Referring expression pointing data

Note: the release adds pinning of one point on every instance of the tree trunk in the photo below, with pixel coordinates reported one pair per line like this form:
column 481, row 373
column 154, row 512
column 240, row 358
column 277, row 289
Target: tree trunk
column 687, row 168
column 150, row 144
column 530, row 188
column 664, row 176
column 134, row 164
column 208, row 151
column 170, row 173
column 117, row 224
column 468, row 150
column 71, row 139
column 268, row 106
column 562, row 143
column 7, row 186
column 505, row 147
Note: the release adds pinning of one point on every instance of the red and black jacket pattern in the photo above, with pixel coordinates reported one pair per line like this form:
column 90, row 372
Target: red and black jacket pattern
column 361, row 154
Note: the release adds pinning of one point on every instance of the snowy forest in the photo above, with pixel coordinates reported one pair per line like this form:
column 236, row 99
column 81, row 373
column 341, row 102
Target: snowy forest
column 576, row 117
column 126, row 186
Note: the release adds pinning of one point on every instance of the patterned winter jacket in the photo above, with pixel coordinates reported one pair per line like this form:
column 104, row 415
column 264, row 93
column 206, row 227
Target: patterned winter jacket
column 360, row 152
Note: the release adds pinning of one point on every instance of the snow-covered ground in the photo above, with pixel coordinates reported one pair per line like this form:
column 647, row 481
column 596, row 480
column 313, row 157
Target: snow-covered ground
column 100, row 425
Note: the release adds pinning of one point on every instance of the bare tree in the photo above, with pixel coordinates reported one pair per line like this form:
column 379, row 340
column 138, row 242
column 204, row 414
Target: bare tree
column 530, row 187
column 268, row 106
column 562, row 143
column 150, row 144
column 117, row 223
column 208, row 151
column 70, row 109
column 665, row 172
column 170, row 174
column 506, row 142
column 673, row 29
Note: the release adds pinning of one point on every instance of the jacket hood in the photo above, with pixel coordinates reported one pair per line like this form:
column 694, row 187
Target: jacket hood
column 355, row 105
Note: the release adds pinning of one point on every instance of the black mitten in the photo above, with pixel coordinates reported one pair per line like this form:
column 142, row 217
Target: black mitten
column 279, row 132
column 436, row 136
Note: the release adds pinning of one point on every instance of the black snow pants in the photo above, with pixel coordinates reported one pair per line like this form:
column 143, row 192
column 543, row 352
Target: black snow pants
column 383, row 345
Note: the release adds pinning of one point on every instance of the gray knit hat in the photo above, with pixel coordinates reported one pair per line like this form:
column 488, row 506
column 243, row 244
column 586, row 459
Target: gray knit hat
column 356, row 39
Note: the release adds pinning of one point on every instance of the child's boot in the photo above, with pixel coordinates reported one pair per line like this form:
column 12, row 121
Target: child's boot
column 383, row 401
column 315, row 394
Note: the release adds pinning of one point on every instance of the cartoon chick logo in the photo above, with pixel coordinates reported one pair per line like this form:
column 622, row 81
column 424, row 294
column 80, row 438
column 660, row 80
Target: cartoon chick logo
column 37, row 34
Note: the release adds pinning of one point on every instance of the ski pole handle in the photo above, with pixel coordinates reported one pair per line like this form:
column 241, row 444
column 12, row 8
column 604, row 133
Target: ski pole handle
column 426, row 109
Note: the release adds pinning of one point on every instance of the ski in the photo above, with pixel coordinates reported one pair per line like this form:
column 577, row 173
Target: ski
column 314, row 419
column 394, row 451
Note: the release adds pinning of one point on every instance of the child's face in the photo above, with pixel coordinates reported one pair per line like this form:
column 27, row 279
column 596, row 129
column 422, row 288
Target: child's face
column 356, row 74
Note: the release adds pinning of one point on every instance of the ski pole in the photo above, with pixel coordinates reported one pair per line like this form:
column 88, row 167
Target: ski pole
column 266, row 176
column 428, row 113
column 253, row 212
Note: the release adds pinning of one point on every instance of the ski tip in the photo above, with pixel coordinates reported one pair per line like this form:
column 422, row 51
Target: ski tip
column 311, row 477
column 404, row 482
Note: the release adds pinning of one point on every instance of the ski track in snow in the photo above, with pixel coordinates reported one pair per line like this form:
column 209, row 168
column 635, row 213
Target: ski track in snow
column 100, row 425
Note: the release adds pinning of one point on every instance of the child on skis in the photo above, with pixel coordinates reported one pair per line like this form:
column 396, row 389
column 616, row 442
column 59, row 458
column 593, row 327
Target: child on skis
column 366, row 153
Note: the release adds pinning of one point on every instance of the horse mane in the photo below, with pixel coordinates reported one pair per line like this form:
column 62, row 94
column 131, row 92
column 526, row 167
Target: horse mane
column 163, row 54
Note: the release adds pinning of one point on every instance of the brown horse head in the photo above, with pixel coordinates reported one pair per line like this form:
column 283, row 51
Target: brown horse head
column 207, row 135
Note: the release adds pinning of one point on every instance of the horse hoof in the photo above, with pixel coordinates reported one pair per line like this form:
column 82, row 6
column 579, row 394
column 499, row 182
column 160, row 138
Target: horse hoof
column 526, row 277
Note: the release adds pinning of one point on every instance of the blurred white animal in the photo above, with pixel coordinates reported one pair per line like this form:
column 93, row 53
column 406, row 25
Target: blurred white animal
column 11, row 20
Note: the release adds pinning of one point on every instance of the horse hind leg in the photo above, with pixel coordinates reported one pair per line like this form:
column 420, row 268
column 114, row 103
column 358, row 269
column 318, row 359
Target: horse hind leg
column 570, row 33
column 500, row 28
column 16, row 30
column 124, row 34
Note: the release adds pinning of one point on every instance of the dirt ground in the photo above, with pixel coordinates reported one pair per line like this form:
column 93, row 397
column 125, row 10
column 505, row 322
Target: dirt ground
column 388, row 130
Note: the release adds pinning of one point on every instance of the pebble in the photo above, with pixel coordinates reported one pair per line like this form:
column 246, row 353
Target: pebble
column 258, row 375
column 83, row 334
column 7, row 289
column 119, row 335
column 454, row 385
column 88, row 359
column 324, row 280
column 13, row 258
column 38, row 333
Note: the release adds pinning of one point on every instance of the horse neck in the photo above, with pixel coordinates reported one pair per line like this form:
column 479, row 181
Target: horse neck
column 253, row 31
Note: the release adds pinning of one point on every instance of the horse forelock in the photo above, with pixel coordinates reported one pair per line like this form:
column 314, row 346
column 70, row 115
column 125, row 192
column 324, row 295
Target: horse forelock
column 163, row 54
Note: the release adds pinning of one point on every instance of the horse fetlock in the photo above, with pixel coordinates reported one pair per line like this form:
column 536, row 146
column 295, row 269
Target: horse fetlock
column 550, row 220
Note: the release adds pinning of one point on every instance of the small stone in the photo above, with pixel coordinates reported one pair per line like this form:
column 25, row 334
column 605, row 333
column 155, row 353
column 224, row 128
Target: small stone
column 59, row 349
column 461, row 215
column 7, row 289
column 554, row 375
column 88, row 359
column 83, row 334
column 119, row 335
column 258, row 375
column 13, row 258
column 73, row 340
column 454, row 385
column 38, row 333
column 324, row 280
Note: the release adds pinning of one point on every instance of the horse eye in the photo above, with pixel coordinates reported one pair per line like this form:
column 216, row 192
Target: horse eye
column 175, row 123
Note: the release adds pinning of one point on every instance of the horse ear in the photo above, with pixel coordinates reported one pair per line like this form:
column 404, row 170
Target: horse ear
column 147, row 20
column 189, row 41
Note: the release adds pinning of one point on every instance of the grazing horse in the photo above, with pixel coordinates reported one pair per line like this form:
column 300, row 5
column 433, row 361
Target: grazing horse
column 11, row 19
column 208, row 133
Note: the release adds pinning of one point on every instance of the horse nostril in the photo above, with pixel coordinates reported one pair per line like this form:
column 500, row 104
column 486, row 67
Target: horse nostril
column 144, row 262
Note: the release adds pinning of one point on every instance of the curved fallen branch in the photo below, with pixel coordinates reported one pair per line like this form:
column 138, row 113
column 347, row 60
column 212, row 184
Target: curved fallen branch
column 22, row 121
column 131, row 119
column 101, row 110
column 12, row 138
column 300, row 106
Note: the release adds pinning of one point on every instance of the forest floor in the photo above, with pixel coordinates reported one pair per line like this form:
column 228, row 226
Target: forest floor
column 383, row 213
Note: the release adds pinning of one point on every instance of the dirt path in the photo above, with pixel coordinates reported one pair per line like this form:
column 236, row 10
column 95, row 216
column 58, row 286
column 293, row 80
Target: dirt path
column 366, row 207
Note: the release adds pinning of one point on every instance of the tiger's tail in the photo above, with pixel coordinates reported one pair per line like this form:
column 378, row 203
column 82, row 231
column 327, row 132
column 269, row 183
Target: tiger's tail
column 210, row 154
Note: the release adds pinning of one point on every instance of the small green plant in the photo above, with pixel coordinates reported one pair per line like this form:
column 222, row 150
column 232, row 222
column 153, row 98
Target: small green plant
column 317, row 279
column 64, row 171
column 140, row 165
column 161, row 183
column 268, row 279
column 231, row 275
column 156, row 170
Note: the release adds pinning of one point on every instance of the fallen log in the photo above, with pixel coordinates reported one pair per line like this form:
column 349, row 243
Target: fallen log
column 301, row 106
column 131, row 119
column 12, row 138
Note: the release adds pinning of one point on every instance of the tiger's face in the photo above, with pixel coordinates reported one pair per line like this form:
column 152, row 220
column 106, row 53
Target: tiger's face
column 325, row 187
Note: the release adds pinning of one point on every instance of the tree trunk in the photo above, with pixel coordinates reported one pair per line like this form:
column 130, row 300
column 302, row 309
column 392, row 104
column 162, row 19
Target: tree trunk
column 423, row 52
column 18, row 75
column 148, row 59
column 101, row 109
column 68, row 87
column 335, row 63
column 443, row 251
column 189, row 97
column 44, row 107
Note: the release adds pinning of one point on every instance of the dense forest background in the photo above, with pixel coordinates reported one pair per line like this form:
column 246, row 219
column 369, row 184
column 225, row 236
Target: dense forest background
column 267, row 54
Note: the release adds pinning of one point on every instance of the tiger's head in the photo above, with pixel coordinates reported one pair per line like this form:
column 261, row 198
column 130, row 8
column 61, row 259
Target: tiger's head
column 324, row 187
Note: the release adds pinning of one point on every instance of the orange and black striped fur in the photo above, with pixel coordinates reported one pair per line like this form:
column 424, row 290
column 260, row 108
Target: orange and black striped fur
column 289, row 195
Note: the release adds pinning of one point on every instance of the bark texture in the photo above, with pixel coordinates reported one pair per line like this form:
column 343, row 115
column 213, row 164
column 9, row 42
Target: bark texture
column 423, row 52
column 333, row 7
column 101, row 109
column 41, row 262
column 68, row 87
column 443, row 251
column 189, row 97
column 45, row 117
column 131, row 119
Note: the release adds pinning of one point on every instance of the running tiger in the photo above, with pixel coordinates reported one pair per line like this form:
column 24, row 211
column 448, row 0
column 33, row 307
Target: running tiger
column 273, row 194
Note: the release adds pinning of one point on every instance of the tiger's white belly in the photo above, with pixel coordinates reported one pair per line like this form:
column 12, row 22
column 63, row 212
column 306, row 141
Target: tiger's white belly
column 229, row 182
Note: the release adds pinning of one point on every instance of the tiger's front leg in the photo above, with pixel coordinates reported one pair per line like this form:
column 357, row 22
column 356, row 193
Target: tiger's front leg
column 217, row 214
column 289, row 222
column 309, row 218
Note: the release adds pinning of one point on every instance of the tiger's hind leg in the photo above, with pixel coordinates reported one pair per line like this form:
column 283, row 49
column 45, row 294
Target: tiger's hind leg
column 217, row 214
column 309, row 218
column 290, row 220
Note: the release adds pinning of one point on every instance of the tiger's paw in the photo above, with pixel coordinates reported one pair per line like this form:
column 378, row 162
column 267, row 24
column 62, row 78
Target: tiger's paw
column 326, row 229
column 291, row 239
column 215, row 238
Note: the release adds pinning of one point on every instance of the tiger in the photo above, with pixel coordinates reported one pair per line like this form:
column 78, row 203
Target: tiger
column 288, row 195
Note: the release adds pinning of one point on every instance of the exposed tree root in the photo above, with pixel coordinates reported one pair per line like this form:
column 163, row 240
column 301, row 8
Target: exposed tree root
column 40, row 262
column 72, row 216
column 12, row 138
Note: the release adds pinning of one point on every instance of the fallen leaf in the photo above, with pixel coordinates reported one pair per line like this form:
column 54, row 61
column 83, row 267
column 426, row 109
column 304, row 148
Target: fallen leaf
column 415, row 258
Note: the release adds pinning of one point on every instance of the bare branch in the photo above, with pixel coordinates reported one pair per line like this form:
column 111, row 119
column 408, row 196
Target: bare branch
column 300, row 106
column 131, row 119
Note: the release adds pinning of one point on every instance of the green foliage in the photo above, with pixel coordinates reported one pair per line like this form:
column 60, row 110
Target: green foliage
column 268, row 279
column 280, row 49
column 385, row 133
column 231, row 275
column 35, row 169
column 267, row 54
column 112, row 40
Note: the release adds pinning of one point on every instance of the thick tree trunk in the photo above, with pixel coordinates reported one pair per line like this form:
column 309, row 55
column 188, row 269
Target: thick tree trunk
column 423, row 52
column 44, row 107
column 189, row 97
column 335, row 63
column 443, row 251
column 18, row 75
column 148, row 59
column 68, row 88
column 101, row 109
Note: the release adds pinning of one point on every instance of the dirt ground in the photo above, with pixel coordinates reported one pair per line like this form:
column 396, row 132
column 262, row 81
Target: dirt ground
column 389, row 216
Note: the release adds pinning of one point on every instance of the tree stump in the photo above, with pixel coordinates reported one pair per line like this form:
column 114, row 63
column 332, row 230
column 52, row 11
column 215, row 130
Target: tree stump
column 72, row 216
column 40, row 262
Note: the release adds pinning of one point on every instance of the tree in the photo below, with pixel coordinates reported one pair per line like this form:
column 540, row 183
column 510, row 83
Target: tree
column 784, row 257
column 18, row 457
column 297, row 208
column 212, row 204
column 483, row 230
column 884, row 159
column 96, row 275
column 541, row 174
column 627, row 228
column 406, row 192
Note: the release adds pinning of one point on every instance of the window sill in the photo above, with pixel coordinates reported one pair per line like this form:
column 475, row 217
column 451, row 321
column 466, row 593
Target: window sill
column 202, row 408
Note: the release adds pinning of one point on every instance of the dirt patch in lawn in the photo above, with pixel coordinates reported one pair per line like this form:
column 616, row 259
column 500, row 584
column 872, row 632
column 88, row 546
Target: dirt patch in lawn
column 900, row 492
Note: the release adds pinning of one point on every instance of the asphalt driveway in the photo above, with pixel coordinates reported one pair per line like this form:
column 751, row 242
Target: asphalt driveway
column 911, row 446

Exercise directions
Would you copy, unchanged, the stretch of the records above that begins at the line containing "the child's face" and ends at the line containing "ski pole in", and only that?

Answer section
Note: the release adds pinning of one point on every instance of the child's face in the photo above, with pixel coordinates reported one pair per line like this form:
column 27, row 279
column 596, row 129
column 422, row 288
Target: child's face
column 356, row 74
Note: the release adds pinning of one point on every instance of the ski pole in the photo above, with pixel coordinates reported one pair per line like this form:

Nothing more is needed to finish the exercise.